Arahan Tugas:
a: Lembaga apa saja selain Koperasi CSI yang disebut dalam bacaan tentang kasus Koperasi CSI? Sebutkan semuanya.
b: Menurut bacaan tentang kasus Koperasi CSI, berapa rerata bunga simpanan yang dinikmati anggotanya?
c: Teruskan bacaan tentang kasus Koperasi CSI, mulai sesudah kalimat terakhirnya.

━━━━━ Bacaan ━━━━━

Pernyataan Ketua Umum HLKI Terkait Kasus Koperasi CSI

Pernyataan Ketua Umum HLKI Terkait Kasus Koperasi CSIMerebaknya kasus investasi KSPPS BMT CSI Syariah Sejahtera (Koperasi CSI) di Cirebon Jawa Barat, yang beroperasi sejak 2014-an. Akhir November 2016, memuncukan semburat keresahan dari sekitar 16.000-an anggota atau nasabahnya. Selama 5 tahun berjalan, anggotanya merasa nyaman dan menuai bunga simpanan rerata 5% per bulan. Puncaknya, dua pengurus inti M Yahya dan Iman Santosa (25/11/2016) ditahan Bareskrim Polri atas pengaduan OJK Cirebon. Selanjutannya, pembekuan rekening Koperasi CSI (29/11/2016) oleh Bank Mandiri atas permintaan Bareskrim Polri.

━━━━━ Data Mentah ━━━━━

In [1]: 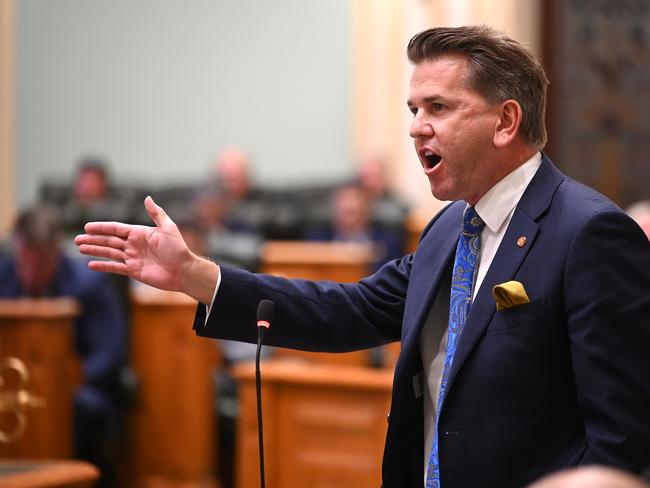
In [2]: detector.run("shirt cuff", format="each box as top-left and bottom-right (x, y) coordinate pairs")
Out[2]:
(203, 264), (221, 327)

━━━━━

Pembahasan Soal:
a: HLKI, Bareskrim Polri, OJK Cirebon, Bank Mandiri

b: Rerata 5% per bulan.

c:
Di bawah ini cuplikan wawancara ekslusif dengan Ketua Umum HLKI (Himpunan Lembaga Konsumen Indonesia) Jabar-DKI-Banten, Firman Turmantara. Ia meninjau persoalan ini dari segi hak konsumen. Wawancara ini seusai pertemuan khusus dengan Forkoma (Forum Komunikasi Anggota) CSI di kediaman Eka Santosa di Pasir Impun Kab. Bandung (5/1/2017) selaku Ketua Umum DPP Gerakan Hejo. Titik tumpu Eka Santosa dalam guliran problema ini, semata memperjuangkan hak anggota koperasi.
Inilah cuplikannya.

Makna pertemuan ini bagi Anda?

Hari ini ada pengerucutan, demi penyamaan persepsi sebagai anggota Koperasi CSI atau saya melihatnya sebagai konsumen. Pun di dalamnya ada ‘direksi’ dan pengurus Koperasi CSI. Dua hal saya amati, dari bidang hukum perlindungan konsumen. Khusus untuk ‘direksi’ dilihat sebagai pelaku usaha. Dalam persepsi saya konsumennya cukup banyak, mencakup 15 ribu-an anggota, plus berapa mulut yang ada dibelakangnya?

Kepedulian pemerintah?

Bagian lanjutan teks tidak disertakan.